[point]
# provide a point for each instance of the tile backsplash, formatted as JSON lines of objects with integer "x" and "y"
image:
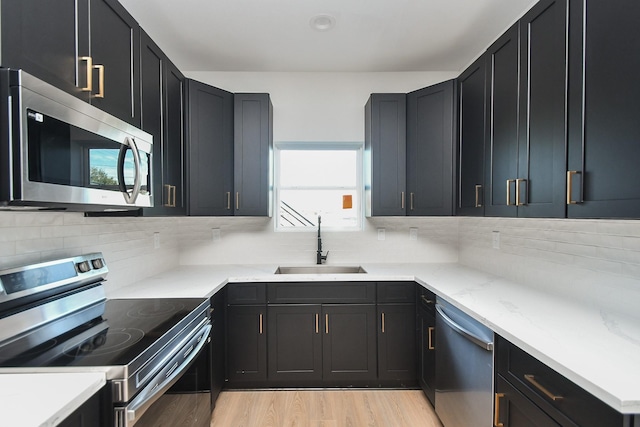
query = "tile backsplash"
{"x": 589, "y": 257}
-------------------------
Aim of the task =>
Give the data again exactly as written, with no pictures included.

Answer to this exercise =>
[point]
# provide a point for each instance of the tile backsplash, formatted as JSON lines of objects with integer "x" and "y"
image:
query = "tile backsplash"
{"x": 589, "y": 257}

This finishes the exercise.